Start of TEXT PROVIDED
The Serve America Movement (SAM) that has recently burst on the scene—and that expects a major call-out in August by a former Republican Secretary of State—is another indicator. So is the thriving Better Angels project, which hits the road in an effort to get Americans of different views talking civilly to one another again. The Aspen Institute has gotten into the mix too, soliciting proposals as to what a vibrant social movement tuned to the moment might look like.
Despite somewhat different political orientations, these and many other examples of budding social innovation are less competitive than ultimately cumulative, for they are all leading toward new and hopeful energies for reform and renewal. They are all based outside government, and need to be for a reason (see below). Some are actual third parties, others conceive of themselves as social movements; some have an explicit philosophy of government, like the Whigs, while others have more limited agendas—like SAM’s so-far basically transactional demands about fair access to the electoral system. So membership is not necessarily mutually exclusive: I can be a member of the Whig Party (I am) and can join SAM as well (I did) with no concern about any conflict—yet.
End of TEXT PROVIDED
TASK ITEM: Could you retype everything in the passage on reform movements from "Despite somewhat different" down to "about any conflict—yet.", word for word?
Start of PROVIDED RECORDS
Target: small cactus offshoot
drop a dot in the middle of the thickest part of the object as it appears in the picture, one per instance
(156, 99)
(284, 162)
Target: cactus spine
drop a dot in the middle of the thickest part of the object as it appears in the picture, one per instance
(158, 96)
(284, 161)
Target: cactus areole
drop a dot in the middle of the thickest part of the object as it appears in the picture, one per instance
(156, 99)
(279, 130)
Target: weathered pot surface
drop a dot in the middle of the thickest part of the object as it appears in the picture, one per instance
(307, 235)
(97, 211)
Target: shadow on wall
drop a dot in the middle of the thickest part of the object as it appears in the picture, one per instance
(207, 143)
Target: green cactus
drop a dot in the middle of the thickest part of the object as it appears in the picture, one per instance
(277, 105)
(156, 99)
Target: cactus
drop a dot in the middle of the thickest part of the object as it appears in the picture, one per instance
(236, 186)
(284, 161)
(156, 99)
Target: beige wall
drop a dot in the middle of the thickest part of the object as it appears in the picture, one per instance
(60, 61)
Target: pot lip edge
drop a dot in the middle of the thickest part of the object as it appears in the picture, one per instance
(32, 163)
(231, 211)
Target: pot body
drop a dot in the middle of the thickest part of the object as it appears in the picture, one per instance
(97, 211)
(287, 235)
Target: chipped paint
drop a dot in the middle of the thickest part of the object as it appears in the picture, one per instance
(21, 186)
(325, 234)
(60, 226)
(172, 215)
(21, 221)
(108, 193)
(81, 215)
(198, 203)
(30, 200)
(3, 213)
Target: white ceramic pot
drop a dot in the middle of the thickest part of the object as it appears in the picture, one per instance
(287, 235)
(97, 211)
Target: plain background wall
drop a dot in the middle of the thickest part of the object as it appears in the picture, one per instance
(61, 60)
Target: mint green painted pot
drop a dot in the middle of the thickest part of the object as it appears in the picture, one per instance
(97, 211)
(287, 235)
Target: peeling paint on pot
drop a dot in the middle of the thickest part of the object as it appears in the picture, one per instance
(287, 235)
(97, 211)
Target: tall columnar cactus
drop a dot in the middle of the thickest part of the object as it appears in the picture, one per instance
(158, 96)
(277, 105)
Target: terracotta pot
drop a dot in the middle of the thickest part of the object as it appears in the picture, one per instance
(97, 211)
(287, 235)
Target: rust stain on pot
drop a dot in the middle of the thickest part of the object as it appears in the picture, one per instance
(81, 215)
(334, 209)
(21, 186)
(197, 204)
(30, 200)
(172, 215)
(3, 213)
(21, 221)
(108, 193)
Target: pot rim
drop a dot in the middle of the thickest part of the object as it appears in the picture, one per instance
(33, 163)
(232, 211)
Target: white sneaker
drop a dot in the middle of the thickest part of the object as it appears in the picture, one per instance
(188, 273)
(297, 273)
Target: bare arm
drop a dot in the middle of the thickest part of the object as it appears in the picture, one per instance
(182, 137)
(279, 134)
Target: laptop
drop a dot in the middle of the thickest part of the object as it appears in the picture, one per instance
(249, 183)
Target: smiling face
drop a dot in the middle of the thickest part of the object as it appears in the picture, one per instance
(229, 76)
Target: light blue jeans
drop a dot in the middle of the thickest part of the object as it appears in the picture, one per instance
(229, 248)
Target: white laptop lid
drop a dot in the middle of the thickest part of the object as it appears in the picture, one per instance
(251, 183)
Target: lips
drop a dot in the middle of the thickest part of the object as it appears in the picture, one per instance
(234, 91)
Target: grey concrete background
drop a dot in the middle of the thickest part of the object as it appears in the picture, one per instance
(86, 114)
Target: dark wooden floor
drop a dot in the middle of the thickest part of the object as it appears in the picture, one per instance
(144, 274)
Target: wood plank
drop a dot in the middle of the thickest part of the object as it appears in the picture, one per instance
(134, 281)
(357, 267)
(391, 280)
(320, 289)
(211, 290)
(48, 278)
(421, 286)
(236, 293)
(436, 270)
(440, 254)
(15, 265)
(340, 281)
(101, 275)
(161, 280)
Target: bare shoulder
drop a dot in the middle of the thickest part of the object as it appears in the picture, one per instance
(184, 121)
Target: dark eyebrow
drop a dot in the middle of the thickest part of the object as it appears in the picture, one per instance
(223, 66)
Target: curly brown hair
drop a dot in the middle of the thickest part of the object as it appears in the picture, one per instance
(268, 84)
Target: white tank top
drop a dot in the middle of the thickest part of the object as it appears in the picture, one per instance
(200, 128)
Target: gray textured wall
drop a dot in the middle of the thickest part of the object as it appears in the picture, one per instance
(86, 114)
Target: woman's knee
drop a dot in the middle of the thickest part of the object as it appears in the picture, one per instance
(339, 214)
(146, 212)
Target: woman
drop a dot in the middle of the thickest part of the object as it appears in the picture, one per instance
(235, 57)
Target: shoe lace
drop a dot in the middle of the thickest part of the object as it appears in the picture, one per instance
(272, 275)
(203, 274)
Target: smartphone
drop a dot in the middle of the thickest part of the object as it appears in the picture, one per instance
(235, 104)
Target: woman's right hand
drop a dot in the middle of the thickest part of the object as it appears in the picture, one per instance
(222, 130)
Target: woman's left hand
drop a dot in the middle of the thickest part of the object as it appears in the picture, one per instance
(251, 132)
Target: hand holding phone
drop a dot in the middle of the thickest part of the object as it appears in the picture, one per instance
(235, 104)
End of PROVIDED RECORDS
WRITTEN SOLUTION:
Despite somewhat different political orientations, these and many other examples of budding social innovation are less competitive than ultimately cumulative, for they are all leading toward new and hopeful energies for reform and renewal. They are all based outside government, and need to be for a reason (see below). Some are actual third parties, others conceive of themselves as social movements; some have an explicit philosophy of government, like the Whigs, while others have more limited agendas—like SAM’s so-far basically transactional demands about fair access to the electoral system. So membership is not necessarily mutually exclusive: I can be a member of the Whig Party (I am) and can join SAM as well (I did) with no concern about any conflict—yet.